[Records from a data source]

►

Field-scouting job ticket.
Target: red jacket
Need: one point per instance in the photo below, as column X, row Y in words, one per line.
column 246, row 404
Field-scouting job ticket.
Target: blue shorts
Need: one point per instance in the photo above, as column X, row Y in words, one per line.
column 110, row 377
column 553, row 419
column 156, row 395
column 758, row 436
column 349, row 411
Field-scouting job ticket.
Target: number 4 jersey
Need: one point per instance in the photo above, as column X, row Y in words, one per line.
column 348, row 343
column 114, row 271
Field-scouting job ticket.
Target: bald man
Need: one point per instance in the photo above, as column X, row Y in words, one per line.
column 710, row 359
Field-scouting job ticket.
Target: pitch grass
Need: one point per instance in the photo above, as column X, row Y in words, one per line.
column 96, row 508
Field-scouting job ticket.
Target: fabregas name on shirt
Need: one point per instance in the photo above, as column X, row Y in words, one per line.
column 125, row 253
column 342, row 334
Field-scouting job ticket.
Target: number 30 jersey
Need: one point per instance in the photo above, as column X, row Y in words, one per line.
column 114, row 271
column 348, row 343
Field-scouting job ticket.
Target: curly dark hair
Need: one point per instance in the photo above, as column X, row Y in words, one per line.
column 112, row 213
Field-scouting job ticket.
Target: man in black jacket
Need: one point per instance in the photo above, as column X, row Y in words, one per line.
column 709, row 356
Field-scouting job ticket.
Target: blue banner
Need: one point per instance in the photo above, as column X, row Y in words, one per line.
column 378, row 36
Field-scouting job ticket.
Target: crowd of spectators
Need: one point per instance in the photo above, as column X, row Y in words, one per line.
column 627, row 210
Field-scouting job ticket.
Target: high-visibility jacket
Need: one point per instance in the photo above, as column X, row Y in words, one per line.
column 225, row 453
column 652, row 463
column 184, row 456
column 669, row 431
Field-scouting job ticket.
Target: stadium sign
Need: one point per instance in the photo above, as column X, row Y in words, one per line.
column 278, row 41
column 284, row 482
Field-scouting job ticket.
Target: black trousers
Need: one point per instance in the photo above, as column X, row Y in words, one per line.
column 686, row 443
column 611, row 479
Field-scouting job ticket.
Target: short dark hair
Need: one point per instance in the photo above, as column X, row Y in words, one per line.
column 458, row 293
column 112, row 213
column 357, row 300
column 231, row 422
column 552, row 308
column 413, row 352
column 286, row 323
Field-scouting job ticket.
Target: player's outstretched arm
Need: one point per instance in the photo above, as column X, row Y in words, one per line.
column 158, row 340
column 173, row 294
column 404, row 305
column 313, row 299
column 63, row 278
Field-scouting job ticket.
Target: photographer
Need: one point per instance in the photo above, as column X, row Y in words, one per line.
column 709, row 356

◄

Problem details | Match on "blue": copy every line in the records that has it.

Answer to this exercise |
Target: blue shorts
Target: blue banner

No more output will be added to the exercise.